* [Written instruction A]
Give only the number of rows that contain the string "field", counting case-sensitive matches only.

* [Passage shown]
::::::::::

# Sunday Special - Music by the Numbers



## luckytrim (Nov 10, 2019)

Sunday Special - Music by the Numbers

Today, we attempt to identify the number that’s missing from  
the following song titles ... 

1. "____ Less Bell(s) To Answer"... Fifth  Dimension
2. "________ With a Bullet"... Pete Wingfield
3.  "____ Times A Lady"... Kenny Rogers
4.  "______ Out Of Three Ain't Bad." ... Meat  Loaf
5.  "_______ Ways To Leave Your Lover."... Paul  Simon
6. "____ Doors Down."... Dolly Parton
7.  "____ Yellow Roses."... Bobby Darin
8.  "Summer of ____” ... Bryan Adams
9.  "_____ Yesterday." ... Orient Express
10. "____ Fine People."... Cat Stevens
11. “____ Little Birds... Bob Marley
12. “Driver ____” ...R.E.M.
13. “Love Potion # ____” ... the Clovers
14. “____ Years Gone” ... Led Zeppelin
15. “Edge of ____” ... Stevie Nicks
.
.
.
.
.
.
.
.
.
.
.
.
.
.
.

1. - 1
2. - 18
3. - 3
4. - 2
5. - 50
6. - 2
7. - 18
8. - 69
9. - 1900
10. – 2
11.- 3
12. – 8
13. – 9
14. – 10
15. - 17


----------

::::::::::

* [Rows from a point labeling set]
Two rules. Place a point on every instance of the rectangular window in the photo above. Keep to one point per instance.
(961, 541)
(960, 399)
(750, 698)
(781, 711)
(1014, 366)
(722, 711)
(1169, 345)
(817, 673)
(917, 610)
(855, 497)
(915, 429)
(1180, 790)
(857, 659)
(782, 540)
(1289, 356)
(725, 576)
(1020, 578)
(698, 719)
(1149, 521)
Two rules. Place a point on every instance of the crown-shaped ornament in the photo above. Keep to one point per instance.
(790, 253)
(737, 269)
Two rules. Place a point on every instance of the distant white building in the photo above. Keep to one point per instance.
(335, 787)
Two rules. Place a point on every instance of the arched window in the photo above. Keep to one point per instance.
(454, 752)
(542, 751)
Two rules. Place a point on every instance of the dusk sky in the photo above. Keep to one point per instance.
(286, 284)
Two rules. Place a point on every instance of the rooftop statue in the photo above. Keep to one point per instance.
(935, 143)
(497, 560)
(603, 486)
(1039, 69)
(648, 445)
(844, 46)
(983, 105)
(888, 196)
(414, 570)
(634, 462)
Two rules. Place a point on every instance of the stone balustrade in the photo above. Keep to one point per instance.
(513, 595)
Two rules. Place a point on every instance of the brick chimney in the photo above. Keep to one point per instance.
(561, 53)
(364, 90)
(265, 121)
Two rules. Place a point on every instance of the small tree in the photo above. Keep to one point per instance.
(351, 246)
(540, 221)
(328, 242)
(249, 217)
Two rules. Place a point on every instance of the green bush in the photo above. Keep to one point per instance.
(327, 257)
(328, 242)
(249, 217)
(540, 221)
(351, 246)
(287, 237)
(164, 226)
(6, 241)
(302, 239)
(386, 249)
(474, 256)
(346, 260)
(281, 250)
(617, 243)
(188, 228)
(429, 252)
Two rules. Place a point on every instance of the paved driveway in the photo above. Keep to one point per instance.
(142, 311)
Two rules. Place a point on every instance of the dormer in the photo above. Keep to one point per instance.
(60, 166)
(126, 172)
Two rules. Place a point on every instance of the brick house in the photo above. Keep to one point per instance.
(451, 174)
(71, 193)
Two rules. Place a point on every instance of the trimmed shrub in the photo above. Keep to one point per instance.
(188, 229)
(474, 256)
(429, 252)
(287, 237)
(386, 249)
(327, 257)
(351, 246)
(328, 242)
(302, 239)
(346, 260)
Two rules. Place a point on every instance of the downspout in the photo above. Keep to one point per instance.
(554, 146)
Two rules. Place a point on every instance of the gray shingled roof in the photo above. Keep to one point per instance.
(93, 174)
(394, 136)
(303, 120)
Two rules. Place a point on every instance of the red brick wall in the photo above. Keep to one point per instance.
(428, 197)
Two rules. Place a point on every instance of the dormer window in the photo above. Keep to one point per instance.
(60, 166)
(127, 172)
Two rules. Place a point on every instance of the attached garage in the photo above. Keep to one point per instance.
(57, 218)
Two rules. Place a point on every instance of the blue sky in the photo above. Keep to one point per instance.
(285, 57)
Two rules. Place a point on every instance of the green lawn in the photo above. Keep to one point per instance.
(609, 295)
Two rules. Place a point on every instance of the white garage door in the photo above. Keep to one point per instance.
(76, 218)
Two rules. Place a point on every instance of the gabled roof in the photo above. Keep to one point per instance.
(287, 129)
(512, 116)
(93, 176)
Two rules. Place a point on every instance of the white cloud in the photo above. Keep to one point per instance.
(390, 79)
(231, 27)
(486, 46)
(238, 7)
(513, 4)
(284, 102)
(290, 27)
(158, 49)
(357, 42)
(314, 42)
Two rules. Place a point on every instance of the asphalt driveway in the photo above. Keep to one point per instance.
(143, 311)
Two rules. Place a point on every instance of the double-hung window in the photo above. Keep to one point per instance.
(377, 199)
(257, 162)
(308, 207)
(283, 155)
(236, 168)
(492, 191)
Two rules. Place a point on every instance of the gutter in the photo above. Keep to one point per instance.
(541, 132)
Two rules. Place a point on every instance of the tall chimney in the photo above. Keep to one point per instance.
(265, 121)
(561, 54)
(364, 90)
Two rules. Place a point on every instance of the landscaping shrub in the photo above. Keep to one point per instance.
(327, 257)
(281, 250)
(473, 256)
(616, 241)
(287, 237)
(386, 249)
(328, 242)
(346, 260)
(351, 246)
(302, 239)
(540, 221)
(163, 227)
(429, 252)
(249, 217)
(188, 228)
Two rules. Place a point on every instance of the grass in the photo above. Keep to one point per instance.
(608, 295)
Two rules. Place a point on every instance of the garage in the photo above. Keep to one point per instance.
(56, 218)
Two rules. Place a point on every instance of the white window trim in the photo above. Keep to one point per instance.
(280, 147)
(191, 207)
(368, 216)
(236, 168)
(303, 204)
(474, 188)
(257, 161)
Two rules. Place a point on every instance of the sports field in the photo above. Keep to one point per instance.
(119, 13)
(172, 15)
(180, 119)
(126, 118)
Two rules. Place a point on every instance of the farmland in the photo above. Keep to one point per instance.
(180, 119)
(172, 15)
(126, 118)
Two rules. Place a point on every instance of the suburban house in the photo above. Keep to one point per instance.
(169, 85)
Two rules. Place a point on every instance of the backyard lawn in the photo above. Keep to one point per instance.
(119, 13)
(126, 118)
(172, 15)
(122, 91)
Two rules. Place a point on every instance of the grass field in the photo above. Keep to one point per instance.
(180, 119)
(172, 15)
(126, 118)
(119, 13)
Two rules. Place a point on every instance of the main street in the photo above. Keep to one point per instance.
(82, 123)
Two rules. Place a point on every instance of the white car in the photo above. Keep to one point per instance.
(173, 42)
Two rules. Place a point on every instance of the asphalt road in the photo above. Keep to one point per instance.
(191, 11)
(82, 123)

::::::::::

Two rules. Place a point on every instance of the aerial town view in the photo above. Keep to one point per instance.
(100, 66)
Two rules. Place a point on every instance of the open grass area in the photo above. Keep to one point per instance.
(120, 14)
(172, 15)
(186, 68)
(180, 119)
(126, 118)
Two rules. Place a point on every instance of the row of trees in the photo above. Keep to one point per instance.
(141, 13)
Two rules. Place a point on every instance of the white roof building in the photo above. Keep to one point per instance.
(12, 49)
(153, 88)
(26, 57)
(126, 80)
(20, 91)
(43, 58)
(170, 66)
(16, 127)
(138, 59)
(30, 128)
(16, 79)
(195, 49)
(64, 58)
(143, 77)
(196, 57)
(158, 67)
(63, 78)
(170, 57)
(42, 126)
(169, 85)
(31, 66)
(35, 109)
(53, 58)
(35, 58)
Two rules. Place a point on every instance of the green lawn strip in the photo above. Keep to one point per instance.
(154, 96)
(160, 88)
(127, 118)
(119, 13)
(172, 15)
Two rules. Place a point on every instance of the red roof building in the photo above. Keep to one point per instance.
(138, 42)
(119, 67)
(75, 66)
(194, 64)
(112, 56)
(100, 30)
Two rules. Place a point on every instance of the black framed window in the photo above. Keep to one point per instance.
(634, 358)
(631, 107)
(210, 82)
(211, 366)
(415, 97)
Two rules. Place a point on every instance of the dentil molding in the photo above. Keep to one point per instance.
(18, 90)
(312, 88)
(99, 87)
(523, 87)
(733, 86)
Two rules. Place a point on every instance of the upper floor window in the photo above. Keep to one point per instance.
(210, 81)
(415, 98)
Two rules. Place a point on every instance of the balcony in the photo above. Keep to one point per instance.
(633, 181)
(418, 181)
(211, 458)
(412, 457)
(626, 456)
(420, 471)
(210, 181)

::::::::::

* [Written instruction B]
Update the song-title quiz passage, starting at "## luckytrim (Nov" and ending at "song titles ...", so that "attempt" becomes "try".

* [Finished answer A]
2

* [Finished answer B]
## luckytrim (Nov 10, 2019)

Sunday Special - Music by the Numbers

Today, we try to identify the number that’s missing from  
the following song titles ...